Brano da leggere
=-=-=
Dopo Annapolis la situazione sta peggiorando. Un’offensiva su larga scala contro Gaza sembra alle porte, anche se è difficile stabilirne la data. Non potevamo dunque aspettare.
Ci eravamo assegnati il compito di portare in ogni modo un segnale di solidarietà, di fraternità, di impegno per una lotta che continua.
Abbiamo raggiunti questi obiettivi? Sì, li abbiamo raggiunti.
Non siamo entrati nella Striscia, ma l’impatto della nostra azione, gli incontri svolti, i contatti presi, il raccordo costante con Gaza ci hanno comunque consentito di raggiungere questo risultato. Un risultato che non enfatizziamo, perché è certo poca cosa rispetto alla drammaticità della situazione, ma un risultato concreto che ci aiuterà non poco a continuare la campagna per Gaza.
I media arabi e palestinesi non hanno fatto come quelli italiani. La notizia del blocco della delegazione è passata ampiamente, a partire da al Jazeera. E numerose sono state le interviste alle emittenti radiotelevisive di Gaza e della Cisgiordania.
Per quello che abbiamo potuto abbiamo portato la nostra protesta anche in luoghi altamente simbolici. Così è stato la sera del 24 dicembre nella piazza antistante la Chiesa della natività a Betlemme.

Gli incontri
A Ramallah, la delegazione ha avuto modo di effettuare approfonditi incontri sia con esponenti di Hamas che con il Fronte Popolare per Liberazione della Palestina (FPLP). Altri incontri li abbiamo avuti in Galilea con le principali organizzazioni politiche dei palestinesi con cittadinanza israeliana (Assemblea Democratica Nazionale, Movimento Islamico, Abna el Balad).
Da tutti questi incontri sono emerse valutazioni concordanti sulle elezioni del 2006, sulla politica imperialista di divisione del fronte palestinese, sulla maturità dell’obbiettivo di un unico Stato democratico sull’intero territorio della Palestina storica. Maturità certificata dalla morte della linea “due popoli, due Stati” che niente ha prodotto se non l’estensione dell’oppressione israeliana.
Particolarmente toccante è stato l’incontro con un esponente di Hamas che ha appena finito di scontare 5 anni nelle carceri israeliane dopo aver perso l’intera famiglia (moglie e tre figli) in un attentato “mirato” dell’esercito israeliano nel 2002.
=-=-=
[Voci di annotazione con coordinate]
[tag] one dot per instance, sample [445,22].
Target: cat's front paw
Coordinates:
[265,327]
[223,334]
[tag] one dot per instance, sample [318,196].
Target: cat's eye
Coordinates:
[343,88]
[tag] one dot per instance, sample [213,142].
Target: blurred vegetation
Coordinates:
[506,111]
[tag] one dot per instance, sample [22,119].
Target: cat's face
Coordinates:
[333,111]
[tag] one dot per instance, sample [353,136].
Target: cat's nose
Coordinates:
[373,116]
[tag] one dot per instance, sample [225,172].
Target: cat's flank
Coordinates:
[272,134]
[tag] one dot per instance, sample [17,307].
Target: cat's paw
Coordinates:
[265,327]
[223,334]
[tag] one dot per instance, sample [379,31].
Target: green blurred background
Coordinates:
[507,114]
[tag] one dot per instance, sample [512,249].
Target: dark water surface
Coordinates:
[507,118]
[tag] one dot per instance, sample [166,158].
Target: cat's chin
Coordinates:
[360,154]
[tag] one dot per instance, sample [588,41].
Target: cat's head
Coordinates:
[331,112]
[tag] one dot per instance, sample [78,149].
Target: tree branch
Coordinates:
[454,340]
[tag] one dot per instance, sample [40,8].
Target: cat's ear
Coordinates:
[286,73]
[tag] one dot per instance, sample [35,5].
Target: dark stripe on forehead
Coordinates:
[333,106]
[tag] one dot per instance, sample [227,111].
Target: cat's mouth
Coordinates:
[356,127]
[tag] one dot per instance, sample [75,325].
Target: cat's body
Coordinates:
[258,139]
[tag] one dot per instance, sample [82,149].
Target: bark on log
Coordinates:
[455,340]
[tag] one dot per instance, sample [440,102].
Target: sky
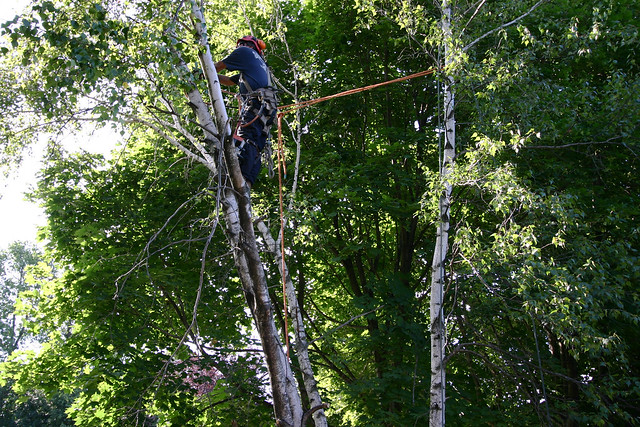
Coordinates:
[20,219]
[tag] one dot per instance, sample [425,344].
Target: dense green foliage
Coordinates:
[542,302]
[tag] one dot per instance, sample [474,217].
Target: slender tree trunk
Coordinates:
[240,234]
[438,327]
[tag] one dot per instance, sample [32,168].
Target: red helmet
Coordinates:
[259,44]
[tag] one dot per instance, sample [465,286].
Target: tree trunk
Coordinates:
[438,327]
[236,205]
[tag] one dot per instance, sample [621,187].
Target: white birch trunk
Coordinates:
[301,344]
[240,234]
[438,327]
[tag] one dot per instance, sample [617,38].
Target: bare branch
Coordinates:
[508,24]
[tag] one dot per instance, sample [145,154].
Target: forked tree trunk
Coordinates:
[438,327]
[240,234]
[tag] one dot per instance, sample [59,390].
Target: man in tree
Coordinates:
[259,102]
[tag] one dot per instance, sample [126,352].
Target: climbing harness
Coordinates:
[262,104]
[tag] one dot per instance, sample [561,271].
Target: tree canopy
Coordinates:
[541,302]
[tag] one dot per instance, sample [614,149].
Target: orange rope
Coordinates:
[286,109]
[282,166]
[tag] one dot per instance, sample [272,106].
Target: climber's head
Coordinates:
[252,42]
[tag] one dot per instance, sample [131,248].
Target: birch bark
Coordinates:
[438,327]
[240,234]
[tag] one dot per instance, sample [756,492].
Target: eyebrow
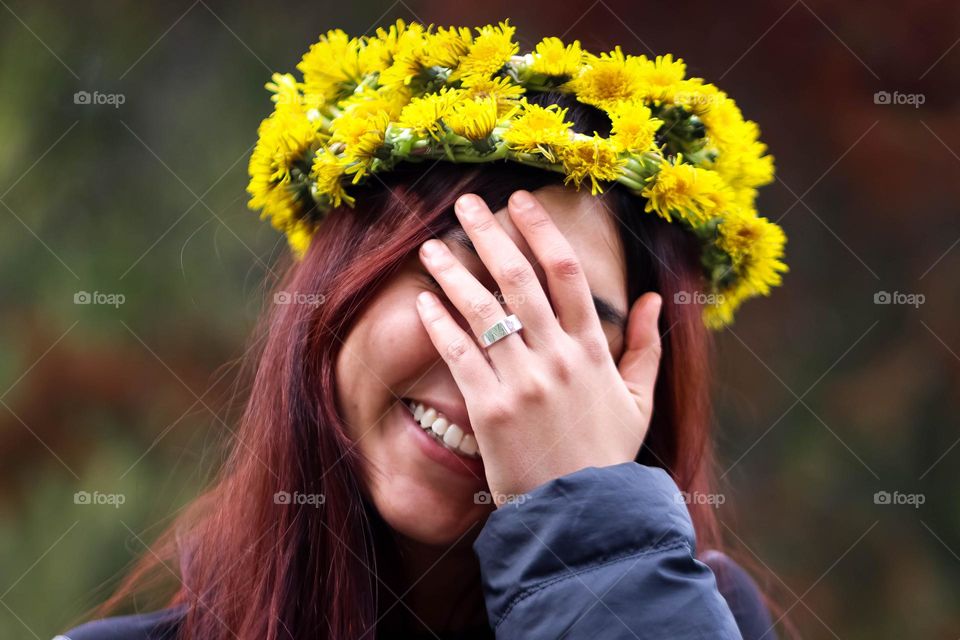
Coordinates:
[607,311]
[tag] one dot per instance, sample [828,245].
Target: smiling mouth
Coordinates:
[445,432]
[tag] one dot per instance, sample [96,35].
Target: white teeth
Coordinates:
[428,417]
[440,426]
[468,445]
[450,434]
[453,436]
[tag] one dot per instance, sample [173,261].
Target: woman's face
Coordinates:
[423,488]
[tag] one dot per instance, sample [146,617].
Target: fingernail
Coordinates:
[468,207]
[522,200]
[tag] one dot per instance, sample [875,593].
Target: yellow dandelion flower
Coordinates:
[473,119]
[696,195]
[379,49]
[491,49]
[285,90]
[407,61]
[661,77]
[332,64]
[446,47]
[424,114]
[607,78]
[756,247]
[363,148]
[504,90]
[591,157]
[327,173]
[284,140]
[539,130]
[367,102]
[633,126]
[552,58]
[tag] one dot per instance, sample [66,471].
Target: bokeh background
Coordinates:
[827,397]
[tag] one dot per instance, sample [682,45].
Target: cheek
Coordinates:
[382,354]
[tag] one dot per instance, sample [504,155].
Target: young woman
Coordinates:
[480,401]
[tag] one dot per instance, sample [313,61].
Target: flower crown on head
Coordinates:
[412,93]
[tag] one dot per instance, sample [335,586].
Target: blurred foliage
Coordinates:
[824,398]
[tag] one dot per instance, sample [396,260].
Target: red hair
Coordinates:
[251,568]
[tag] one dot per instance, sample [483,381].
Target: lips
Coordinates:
[434,448]
[455,413]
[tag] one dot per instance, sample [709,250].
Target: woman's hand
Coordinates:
[550,400]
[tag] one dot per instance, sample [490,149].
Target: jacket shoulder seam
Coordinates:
[573,573]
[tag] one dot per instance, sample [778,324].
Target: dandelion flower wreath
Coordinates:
[413,93]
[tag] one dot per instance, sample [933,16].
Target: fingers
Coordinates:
[476,304]
[640,361]
[507,264]
[467,364]
[568,285]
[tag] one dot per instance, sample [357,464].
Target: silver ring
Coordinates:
[500,330]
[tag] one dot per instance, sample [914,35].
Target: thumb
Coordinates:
[640,361]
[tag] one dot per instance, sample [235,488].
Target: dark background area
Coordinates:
[825,395]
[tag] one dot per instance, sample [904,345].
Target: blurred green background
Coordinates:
[826,396]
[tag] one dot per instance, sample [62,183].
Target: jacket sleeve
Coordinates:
[602,552]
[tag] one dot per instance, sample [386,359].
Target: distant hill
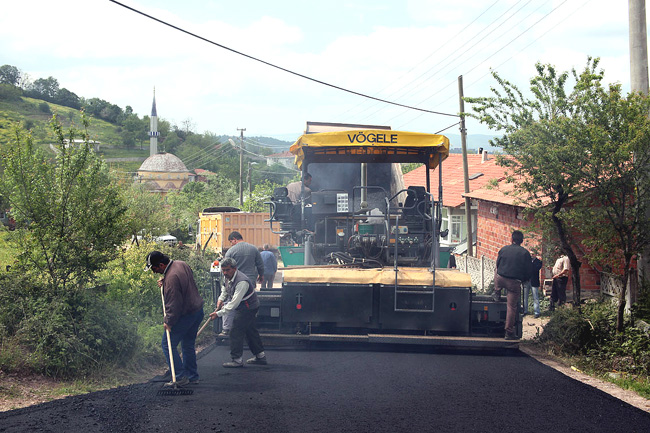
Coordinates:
[474,142]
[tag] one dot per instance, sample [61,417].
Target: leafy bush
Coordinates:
[63,334]
[9,92]
[591,333]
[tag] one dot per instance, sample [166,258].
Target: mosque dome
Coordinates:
[163,162]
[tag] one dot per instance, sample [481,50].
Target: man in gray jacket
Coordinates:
[249,261]
[514,266]
[242,306]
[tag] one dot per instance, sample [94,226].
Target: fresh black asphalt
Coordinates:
[335,388]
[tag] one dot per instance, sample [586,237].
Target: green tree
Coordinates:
[67,98]
[543,136]
[579,160]
[69,213]
[613,217]
[9,92]
[262,192]
[10,75]
[44,88]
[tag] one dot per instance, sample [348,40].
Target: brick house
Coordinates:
[482,169]
[499,214]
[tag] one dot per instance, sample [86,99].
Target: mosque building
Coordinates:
[161,172]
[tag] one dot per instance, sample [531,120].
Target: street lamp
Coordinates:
[241,171]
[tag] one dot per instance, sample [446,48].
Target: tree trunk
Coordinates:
[622,301]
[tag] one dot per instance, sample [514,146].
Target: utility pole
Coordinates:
[249,180]
[639,83]
[241,165]
[463,142]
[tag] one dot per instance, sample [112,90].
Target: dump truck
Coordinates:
[216,223]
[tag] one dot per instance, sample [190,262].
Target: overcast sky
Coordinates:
[410,52]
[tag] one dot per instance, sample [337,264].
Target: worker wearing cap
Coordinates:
[183,313]
[242,307]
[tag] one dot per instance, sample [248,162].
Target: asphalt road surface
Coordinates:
[342,389]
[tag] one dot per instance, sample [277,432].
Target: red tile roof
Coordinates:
[285,154]
[452,177]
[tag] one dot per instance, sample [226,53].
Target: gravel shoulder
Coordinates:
[531,327]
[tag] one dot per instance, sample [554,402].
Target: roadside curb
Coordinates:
[629,397]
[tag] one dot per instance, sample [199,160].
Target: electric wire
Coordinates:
[416,66]
[415,86]
[496,52]
[279,67]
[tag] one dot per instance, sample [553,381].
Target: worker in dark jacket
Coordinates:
[514,267]
[183,313]
[243,305]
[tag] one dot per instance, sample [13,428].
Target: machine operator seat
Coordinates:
[413,206]
[283,205]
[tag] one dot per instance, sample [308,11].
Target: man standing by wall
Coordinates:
[249,261]
[560,279]
[242,307]
[532,286]
[183,313]
[270,266]
[514,266]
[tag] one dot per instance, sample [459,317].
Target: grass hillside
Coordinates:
[35,115]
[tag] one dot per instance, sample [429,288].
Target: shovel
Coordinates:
[175,389]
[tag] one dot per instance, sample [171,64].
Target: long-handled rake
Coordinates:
[174,389]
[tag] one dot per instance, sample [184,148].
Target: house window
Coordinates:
[456,230]
[445,223]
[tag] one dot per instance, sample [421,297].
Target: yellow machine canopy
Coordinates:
[385,276]
[371,146]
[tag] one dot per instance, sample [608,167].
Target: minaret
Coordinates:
[153,128]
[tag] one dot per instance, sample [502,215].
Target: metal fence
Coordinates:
[611,285]
[481,270]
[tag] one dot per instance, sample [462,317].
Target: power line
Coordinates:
[496,52]
[279,67]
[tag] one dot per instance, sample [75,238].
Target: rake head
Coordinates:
[175,391]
=-=-=
Serie di esercizi
**A.** Riscrivi in forma di elenco puntato il paragrafo del brano che comincia con «A Ramallah, la delegazione», mantenendo i fatti principali.
**B.** Trascrivi fedelmente la parte del brano compresa tra «Ci eravamo assegnati» e «campagna per Gaza.», estremi inclusi.

Risposte agli esercizi
**A.**
- A Ramallah la delegazione ha avuto incontri approfonditi con esponenti di Hamas e del Fronte Popolare (FPLP).
- In Galilea ha incontrato le principali organizzazioni politiche dei palestinesi con cittadinanza israeliana: Assemblea Democratica Nazionale, Movimento Islamico e Abna el Balad.

**B.**
Ci eravamo assegnati il compito di portare in ogni modo un segnale di solidarietà, di fraternità, di impegno per una lotta che continua.
Abbiamo raggiunti questi obiettivi? Sì, li abbiamo raggiunti.
Non siamo entrati nella Striscia, ma l’impatto della nostra azione, gli incontri svolti, i contatti presi, il raccordo costante con Gaza ci hanno comunque consentito di raggiungere questo risultato. Un risultato che non enfatizziamo, perché è certo poca cosa rispetto alla drammaticità della situazione, ma un risultato concreto che ci aiuterà non poco a continuare la campagna per Gaza.